Instructions for the task
List every row below that contains the string "molten", copying each such row in full. Case counts, so only rows with that exact capitalization qualify.

Provided information
(begin)

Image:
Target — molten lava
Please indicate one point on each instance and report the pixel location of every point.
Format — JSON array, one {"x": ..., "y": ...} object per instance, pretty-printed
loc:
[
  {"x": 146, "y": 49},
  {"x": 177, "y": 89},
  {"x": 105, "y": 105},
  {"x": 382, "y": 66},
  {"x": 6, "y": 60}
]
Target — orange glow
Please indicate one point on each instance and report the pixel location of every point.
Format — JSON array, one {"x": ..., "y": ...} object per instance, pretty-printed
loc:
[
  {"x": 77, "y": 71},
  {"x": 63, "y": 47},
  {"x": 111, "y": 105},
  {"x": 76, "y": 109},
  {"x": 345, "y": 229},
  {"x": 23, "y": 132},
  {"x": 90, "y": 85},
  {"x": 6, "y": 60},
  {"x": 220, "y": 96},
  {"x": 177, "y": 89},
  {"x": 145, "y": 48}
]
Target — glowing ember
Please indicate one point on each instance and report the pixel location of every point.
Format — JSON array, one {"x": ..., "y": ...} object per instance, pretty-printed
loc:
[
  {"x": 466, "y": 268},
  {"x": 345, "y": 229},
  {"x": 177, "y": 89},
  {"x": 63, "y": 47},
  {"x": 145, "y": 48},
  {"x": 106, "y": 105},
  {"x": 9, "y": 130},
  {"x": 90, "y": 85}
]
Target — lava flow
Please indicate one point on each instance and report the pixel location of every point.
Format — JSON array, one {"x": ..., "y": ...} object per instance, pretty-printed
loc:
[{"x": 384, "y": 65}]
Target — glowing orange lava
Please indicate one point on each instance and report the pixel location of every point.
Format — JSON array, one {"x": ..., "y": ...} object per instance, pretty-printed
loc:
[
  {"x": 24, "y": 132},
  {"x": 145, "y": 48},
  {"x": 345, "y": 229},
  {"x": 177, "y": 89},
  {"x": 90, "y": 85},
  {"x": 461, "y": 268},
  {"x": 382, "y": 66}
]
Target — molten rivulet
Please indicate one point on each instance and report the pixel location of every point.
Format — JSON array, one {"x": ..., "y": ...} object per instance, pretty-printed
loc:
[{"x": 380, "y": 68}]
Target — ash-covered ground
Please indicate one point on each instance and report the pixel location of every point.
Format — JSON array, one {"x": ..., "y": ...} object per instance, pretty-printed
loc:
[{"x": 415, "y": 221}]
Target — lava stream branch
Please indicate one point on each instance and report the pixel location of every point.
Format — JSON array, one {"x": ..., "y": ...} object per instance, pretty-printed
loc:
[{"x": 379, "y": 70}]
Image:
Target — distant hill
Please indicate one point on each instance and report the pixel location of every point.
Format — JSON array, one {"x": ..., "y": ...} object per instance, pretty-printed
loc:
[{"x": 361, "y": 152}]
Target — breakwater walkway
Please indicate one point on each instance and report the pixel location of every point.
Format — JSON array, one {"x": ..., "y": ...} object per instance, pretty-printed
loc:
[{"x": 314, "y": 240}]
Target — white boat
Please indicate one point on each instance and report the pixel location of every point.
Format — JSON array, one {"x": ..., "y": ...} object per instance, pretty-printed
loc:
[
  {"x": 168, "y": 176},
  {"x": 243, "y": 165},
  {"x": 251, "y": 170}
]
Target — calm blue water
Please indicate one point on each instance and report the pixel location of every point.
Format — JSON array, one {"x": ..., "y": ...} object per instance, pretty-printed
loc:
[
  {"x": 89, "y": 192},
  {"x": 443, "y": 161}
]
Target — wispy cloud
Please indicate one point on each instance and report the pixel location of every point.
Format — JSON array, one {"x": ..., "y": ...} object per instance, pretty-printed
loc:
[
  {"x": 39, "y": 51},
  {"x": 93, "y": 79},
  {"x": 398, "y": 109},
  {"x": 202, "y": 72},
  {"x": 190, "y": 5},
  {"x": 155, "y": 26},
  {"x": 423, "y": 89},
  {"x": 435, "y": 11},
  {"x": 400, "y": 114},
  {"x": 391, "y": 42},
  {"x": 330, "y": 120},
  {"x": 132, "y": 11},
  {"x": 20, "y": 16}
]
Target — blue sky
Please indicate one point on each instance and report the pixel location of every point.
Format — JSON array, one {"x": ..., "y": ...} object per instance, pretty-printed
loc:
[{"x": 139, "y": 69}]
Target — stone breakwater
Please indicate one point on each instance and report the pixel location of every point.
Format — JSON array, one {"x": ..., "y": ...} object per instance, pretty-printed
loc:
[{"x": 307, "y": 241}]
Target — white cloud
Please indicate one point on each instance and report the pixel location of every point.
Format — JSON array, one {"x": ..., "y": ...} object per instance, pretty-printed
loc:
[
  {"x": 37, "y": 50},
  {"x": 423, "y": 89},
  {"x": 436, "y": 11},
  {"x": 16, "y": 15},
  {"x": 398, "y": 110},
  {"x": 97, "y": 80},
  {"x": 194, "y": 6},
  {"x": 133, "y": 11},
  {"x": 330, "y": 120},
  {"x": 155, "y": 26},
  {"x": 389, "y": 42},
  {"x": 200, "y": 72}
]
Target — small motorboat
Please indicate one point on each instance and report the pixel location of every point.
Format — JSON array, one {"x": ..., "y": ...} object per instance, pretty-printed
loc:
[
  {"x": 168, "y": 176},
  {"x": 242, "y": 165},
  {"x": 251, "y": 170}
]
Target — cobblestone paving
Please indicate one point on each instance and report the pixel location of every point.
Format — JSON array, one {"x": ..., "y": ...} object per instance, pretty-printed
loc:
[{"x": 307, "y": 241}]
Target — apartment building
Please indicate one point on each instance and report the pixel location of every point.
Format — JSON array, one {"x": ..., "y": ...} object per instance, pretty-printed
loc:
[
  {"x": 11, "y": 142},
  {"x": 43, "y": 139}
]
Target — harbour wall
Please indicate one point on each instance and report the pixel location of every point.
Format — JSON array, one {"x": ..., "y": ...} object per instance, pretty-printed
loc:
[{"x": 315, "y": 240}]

(end)
(begin)

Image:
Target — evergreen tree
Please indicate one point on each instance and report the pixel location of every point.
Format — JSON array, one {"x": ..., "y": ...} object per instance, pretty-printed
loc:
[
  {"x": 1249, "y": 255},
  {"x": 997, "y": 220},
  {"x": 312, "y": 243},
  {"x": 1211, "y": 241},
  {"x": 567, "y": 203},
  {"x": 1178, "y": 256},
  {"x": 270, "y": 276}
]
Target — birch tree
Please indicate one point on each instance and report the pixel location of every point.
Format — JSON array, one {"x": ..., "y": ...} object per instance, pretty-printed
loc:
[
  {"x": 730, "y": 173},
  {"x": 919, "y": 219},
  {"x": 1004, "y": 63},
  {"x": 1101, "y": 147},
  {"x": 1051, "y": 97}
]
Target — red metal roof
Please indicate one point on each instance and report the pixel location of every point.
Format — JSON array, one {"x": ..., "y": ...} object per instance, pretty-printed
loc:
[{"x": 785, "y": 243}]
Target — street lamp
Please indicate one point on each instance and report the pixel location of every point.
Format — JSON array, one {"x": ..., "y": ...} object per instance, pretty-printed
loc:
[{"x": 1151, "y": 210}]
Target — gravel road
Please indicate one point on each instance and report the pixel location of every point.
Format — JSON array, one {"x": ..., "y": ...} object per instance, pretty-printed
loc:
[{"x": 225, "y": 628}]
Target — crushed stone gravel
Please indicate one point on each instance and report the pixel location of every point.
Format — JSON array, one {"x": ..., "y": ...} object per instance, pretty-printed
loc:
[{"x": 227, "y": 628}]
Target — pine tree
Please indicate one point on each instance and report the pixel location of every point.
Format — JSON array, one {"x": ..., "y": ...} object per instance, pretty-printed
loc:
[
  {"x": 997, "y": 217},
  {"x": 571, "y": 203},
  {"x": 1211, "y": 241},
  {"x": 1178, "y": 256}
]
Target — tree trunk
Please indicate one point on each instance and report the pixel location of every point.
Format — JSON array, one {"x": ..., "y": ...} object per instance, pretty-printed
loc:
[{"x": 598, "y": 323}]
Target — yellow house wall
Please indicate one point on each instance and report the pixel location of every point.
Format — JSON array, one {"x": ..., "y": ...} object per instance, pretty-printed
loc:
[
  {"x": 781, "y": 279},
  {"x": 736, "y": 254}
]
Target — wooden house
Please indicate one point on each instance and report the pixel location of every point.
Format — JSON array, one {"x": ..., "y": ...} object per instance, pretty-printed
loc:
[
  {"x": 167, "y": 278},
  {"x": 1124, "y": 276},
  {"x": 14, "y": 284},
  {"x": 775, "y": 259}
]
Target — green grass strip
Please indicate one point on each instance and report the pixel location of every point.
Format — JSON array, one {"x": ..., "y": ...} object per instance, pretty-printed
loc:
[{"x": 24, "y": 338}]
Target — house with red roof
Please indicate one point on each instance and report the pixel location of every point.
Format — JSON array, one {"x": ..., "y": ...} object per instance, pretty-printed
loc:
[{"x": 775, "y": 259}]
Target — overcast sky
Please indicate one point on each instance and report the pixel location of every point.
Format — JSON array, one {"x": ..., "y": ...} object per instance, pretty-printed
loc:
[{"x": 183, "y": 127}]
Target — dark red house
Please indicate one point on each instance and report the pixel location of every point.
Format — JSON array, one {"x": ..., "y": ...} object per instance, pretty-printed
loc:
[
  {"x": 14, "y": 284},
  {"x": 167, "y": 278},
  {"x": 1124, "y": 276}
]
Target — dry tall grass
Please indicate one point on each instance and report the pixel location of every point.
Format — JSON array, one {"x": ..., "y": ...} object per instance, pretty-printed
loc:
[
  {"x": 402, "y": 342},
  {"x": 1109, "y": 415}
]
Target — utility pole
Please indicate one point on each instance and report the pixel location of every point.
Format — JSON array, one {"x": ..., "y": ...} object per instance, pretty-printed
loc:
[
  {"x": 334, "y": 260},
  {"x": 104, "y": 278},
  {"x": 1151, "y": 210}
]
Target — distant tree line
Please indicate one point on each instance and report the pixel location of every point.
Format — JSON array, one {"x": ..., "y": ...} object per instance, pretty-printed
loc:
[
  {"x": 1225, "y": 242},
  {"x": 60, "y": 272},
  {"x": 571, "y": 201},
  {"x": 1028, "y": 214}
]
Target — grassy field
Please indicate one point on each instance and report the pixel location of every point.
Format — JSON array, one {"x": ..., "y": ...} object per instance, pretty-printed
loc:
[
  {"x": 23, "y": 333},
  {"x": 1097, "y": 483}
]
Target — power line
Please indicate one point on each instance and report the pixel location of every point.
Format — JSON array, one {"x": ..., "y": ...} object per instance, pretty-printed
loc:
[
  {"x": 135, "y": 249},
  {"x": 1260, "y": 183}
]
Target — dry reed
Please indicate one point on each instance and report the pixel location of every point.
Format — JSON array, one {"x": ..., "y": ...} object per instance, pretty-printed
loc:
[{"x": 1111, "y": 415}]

(end)

Exercise answer
Target — molten lava
Target — molten rivulet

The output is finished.